Указания к заданию:
Перепишите строки от строки, содержащей «Annotate weathered wood», до строки, содержащей «565,797,637,831», включительно, заменив «countertop» на «tabletop». Всё остальное оставьте без изменений.
__________________________________________________
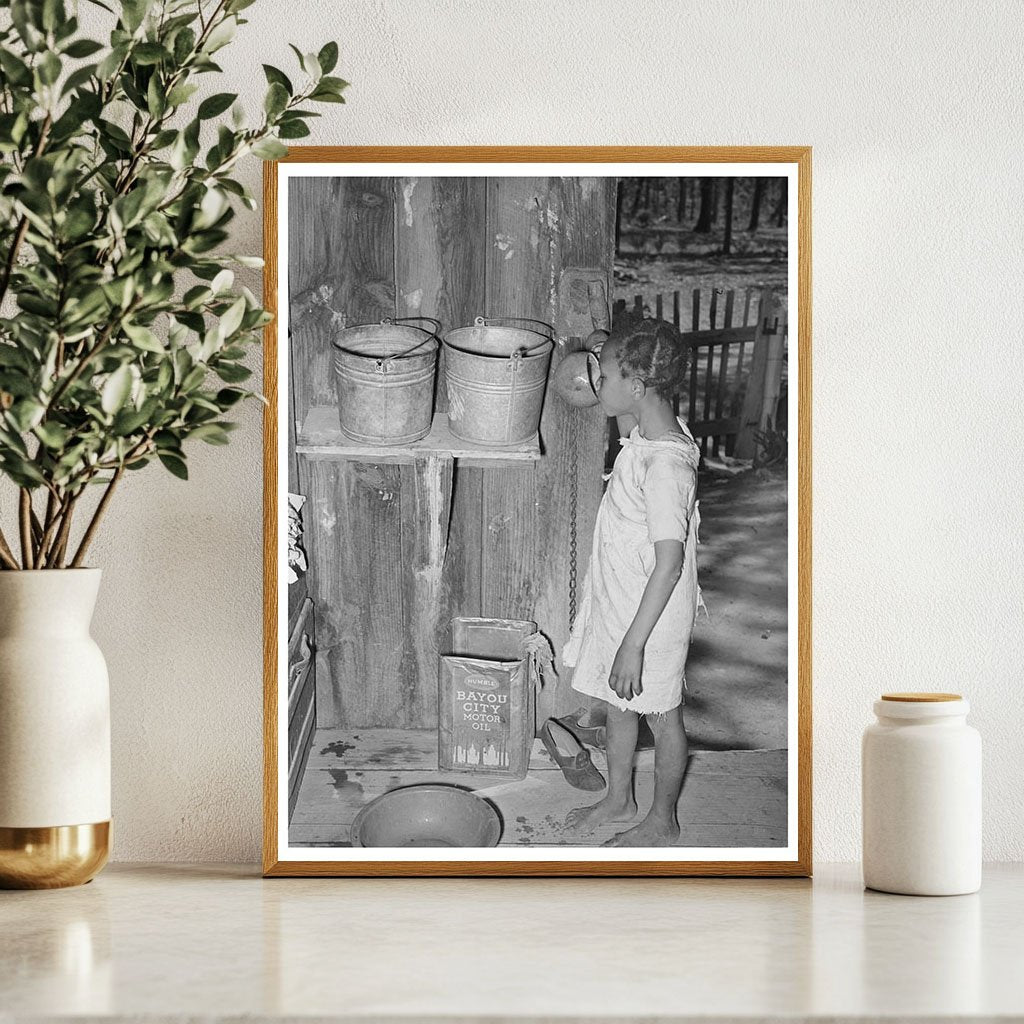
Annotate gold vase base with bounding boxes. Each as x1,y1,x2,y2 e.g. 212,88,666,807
0,821,111,889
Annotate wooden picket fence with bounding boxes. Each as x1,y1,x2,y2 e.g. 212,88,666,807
609,288,786,459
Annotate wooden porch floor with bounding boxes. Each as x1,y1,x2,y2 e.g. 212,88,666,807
288,729,786,847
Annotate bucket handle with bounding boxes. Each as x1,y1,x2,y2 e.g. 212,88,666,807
338,316,441,374
473,316,555,352
473,316,555,374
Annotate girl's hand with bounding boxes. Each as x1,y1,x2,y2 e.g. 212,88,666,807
608,643,643,700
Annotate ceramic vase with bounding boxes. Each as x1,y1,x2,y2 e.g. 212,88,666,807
0,568,111,889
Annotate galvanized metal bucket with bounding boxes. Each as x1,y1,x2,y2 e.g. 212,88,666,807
443,316,555,447
334,316,440,444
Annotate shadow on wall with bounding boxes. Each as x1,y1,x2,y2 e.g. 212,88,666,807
684,470,796,750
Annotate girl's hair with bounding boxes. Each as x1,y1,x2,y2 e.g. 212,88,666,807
611,319,690,398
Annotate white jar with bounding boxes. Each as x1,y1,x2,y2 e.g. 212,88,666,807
861,693,981,896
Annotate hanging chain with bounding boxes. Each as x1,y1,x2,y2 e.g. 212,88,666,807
569,416,580,627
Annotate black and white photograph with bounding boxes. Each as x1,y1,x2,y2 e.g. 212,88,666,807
269,148,809,873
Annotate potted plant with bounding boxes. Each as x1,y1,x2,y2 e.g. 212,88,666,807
0,0,346,887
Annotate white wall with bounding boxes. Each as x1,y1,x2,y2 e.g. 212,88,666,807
70,0,1024,860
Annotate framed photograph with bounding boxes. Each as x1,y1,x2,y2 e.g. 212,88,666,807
263,146,811,876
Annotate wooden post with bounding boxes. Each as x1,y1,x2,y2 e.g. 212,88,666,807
400,455,455,728
290,177,407,728
735,289,785,459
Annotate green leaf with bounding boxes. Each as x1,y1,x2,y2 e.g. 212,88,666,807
111,403,153,437
263,65,295,96
99,366,131,416
122,324,166,353
278,121,309,138
188,423,230,445
316,43,338,75
319,75,348,92
199,92,239,121
63,39,103,60
309,89,345,103
252,138,288,160
60,65,96,96
158,452,188,480
33,422,71,451
0,46,32,85
131,43,171,67
210,267,234,295
36,50,60,85
7,398,46,434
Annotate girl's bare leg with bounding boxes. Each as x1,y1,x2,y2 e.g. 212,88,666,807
604,707,689,846
565,705,640,830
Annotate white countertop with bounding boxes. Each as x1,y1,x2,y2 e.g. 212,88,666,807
0,864,1024,1024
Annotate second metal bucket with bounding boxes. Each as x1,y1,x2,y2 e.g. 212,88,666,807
443,316,555,447
334,317,440,444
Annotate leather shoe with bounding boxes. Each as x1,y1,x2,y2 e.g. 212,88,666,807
555,708,654,751
555,708,606,751
541,718,604,793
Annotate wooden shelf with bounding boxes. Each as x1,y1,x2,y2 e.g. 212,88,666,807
295,406,541,466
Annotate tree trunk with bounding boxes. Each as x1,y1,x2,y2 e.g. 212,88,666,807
772,178,790,227
746,178,766,231
630,178,644,218
693,178,715,234
615,178,626,256
722,178,736,256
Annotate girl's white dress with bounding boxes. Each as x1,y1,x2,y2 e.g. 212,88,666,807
562,423,700,714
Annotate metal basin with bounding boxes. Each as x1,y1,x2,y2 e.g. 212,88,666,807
352,785,502,847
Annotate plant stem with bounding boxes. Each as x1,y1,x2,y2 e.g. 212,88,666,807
71,465,125,569
46,490,82,569
36,489,65,565
17,487,36,569
0,529,18,569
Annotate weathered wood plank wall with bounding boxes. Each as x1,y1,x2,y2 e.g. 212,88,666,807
290,178,615,728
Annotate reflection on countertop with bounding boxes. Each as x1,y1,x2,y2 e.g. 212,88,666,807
0,864,1024,1021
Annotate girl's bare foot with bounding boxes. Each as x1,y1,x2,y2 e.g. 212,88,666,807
603,814,679,846
565,797,637,831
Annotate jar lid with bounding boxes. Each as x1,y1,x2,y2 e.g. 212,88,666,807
874,693,971,719
882,693,964,703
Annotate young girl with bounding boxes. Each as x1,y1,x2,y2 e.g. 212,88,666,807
562,319,700,847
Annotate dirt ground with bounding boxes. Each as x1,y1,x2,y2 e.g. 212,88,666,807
684,469,796,750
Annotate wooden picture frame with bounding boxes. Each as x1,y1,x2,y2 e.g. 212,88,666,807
263,146,811,877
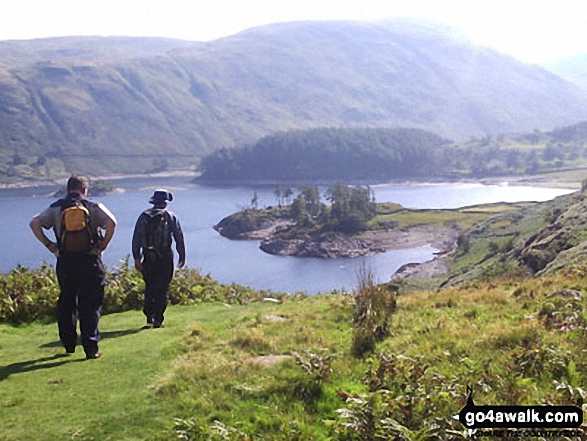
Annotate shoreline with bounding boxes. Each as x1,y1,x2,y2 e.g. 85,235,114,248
0,169,587,190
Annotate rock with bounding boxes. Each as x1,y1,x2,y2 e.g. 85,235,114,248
547,288,583,300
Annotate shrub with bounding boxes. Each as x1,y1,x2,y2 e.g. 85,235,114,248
351,269,397,357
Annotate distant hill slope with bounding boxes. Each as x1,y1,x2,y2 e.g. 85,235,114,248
545,53,587,90
0,18,587,177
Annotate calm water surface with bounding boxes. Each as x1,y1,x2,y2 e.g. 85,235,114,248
0,178,572,294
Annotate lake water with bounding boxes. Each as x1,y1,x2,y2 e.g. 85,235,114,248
0,177,572,294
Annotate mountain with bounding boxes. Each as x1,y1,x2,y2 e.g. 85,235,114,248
0,22,587,178
545,53,587,90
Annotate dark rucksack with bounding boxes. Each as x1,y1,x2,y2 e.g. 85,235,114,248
143,208,172,256
59,198,96,253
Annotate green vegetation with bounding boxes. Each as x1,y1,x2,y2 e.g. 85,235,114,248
0,260,587,440
0,21,587,183
201,128,449,182
201,123,587,182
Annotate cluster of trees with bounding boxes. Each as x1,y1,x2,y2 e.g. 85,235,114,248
201,123,587,182
201,128,450,182
258,183,377,234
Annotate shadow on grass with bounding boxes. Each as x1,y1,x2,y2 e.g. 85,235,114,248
40,326,151,348
0,326,149,381
0,354,86,381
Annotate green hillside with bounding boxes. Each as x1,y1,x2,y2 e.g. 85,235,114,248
0,261,587,441
200,122,587,182
545,53,587,90
0,22,587,181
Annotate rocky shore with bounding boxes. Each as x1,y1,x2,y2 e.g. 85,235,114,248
214,217,460,278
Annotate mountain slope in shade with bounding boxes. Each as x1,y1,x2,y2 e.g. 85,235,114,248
0,22,587,175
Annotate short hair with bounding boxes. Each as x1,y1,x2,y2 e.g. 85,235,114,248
67,175,90,191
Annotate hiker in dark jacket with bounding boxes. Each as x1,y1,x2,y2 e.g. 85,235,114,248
132,190,185,328
30,175,116,359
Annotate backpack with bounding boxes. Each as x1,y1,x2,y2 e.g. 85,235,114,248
59,199,96,253
143,209,172,256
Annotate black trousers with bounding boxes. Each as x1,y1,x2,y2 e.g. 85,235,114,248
56,253,106,355
143,252,173,324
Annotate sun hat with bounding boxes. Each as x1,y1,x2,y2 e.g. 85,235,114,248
149,188,173,204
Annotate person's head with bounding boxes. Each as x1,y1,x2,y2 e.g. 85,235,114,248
149,188,173,208
67,174,90,196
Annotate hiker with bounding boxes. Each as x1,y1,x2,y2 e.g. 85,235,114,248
132,189,185,328
30,175,116,359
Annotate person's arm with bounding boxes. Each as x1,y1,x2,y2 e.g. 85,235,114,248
93,204,116,251
173,217,185,268
132,216,143,271
98,218,116,251
29,216,58,254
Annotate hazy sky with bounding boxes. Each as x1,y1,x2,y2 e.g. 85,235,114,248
0,0,587,63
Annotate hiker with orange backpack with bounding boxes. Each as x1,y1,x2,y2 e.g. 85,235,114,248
132,189,185,328
30,175,116,359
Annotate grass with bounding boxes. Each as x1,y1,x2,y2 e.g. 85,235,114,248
0,256,587,441
0,274,587,440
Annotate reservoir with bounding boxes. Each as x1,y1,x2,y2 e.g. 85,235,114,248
0,177,573,294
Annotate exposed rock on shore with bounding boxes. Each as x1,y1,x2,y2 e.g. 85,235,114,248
214,211,459,266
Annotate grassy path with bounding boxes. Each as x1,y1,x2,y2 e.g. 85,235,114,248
0,304,258,440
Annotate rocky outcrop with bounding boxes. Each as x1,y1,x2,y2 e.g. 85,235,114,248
260,233,386,259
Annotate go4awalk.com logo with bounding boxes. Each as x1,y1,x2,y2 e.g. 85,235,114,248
458,387,583,429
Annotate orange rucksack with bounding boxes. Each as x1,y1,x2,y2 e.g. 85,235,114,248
59,200,94,253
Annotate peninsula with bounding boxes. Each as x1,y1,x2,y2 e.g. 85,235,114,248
214,184,524,275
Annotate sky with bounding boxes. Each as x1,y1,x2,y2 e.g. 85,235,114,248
0,0,587,64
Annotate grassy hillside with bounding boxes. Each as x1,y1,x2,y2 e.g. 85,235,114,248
0,22,587,182
545,53,587,90
0,263,587,440
0,192,587,441
200,122,587,182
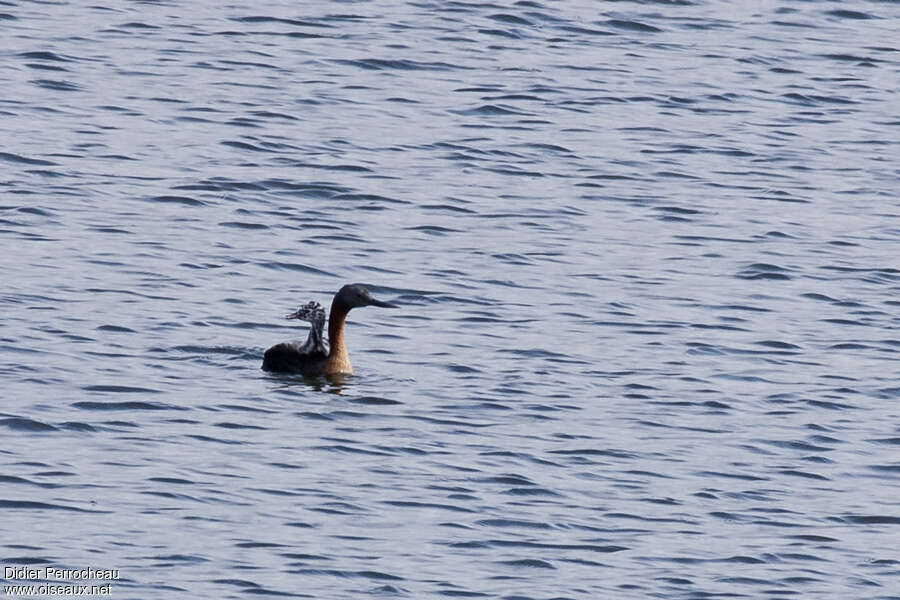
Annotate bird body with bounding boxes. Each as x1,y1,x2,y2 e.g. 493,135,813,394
262,284,395,375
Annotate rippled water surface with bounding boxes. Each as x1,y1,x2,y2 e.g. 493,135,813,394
0,0,900,600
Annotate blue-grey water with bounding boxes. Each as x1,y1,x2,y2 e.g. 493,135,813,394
0,0,900,600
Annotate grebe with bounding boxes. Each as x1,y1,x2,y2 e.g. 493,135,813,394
262,283,397,375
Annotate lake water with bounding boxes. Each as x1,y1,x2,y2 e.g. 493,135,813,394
0,0,900,600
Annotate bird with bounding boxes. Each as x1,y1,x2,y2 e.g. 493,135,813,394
262,283,397,375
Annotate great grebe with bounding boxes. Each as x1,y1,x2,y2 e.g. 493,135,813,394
262,283,397,375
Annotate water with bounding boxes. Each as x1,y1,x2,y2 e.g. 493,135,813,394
0,0,900,599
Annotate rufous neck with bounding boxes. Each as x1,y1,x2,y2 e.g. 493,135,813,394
328,298,350,356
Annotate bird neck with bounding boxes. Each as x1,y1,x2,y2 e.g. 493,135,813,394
327,299,353,373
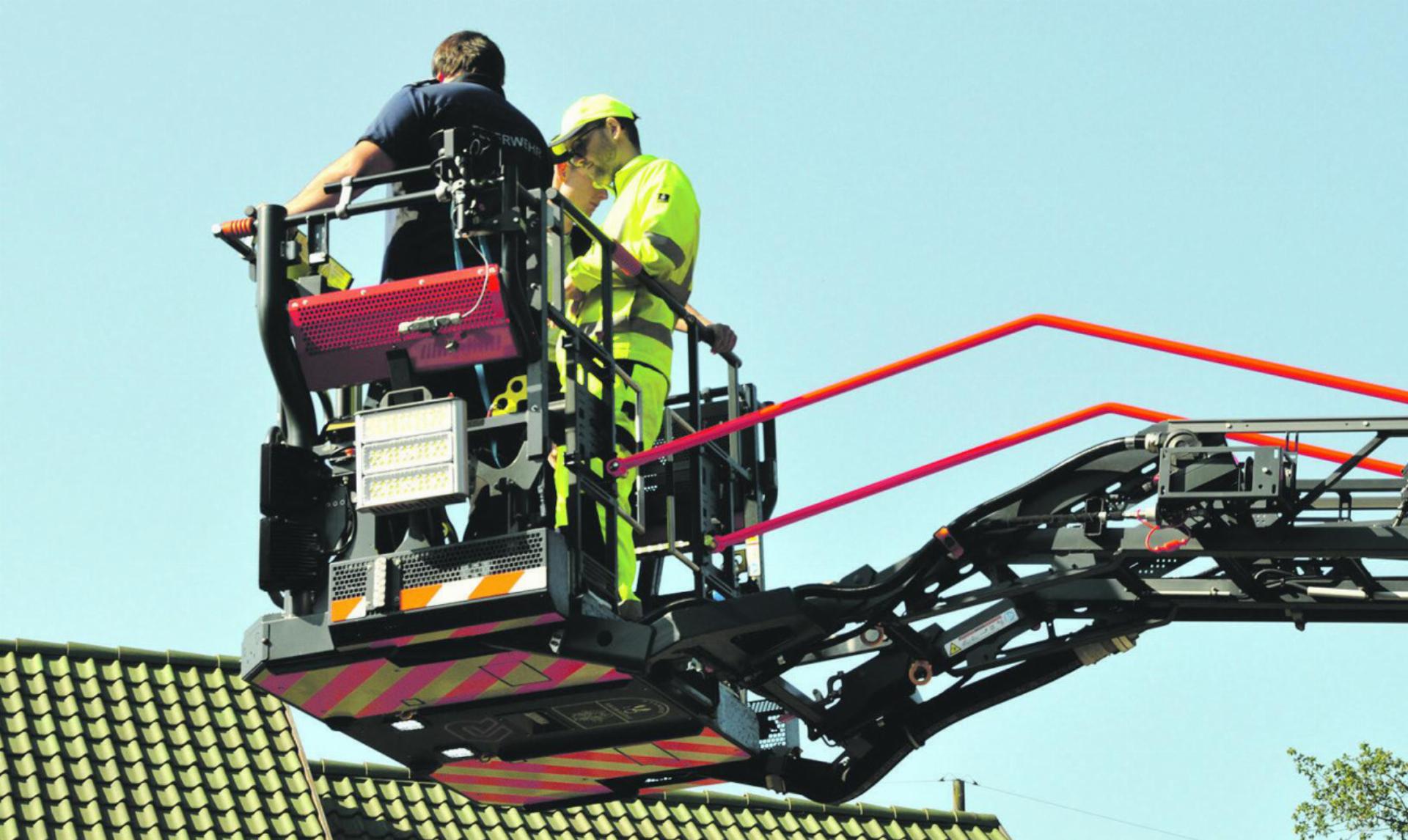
__________________________________________________
Ответ к упражнению:
Annotate weathered wood plank wall with bounding boxes. Each as x1,y1,x2,y2 e.g. 212,88,666,807
290,178,615,728
Annotate reflection on tabletop with bounding boxes. Each as x1,y1,x2,y2 e.g. 212,88,666,807
0,864,1024,1021
Annotate girl's bare foot with bounding boxes. Each as x1,y1,x2,y2 e.g. 212,88,666,807
603,814,679,846
565,797,637,831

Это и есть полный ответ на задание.